(Dataset excerpts)
====================

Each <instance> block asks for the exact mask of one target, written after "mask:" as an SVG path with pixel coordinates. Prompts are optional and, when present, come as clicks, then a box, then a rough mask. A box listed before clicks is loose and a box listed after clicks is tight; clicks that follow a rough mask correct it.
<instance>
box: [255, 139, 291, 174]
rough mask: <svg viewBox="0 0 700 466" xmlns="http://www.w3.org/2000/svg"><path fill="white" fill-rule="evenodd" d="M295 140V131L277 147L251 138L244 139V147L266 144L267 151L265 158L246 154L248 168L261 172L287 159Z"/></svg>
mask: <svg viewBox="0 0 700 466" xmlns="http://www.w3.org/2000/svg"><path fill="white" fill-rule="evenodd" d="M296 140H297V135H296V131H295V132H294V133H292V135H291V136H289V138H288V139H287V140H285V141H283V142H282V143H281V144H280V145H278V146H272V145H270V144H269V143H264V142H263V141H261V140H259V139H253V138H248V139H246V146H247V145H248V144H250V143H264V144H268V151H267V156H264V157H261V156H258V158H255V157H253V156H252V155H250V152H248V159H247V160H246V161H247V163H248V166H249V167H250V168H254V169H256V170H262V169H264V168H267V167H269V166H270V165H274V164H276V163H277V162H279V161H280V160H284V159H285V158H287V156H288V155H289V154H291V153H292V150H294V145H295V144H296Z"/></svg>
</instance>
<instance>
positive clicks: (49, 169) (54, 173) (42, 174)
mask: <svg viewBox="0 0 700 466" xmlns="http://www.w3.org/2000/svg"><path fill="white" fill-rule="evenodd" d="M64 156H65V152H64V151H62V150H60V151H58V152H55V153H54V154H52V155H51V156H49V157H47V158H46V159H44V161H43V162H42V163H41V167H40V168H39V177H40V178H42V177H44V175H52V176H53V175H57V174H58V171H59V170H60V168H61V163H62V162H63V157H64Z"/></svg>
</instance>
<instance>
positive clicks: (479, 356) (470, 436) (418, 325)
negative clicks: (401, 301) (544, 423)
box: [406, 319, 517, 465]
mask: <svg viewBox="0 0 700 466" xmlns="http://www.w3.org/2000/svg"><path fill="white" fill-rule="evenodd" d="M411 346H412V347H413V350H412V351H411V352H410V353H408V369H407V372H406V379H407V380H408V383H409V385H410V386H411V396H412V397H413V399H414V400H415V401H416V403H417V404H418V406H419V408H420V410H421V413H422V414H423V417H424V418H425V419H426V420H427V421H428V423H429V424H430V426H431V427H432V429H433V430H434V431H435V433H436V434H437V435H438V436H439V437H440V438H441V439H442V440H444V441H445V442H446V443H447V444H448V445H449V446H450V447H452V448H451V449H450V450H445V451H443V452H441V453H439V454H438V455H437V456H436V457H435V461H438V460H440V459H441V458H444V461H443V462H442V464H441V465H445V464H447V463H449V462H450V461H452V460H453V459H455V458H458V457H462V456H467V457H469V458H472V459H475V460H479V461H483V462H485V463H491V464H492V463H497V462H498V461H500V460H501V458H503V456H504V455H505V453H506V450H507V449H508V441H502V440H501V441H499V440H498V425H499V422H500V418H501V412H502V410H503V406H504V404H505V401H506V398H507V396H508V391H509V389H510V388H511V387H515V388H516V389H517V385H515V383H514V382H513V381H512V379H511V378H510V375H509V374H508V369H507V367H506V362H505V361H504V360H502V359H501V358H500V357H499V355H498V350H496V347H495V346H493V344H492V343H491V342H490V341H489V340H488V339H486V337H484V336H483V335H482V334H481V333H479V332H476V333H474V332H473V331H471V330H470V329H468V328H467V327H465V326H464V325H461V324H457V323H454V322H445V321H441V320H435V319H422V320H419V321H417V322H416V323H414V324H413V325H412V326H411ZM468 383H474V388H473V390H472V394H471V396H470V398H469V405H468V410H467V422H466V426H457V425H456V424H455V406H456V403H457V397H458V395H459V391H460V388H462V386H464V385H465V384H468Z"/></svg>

====================

— Task item —
There is a run of lines above from the one with "positive clicks: (479, 356)" to the one with "negative clicks: (401, 301) (544, 423)"; print exactly that run, both ends included, and nothing else.

— Result for this task —
positive clicks: (479, 356) (470, 436) (418, 325)
negative clicks: (401, 301) (544, 423)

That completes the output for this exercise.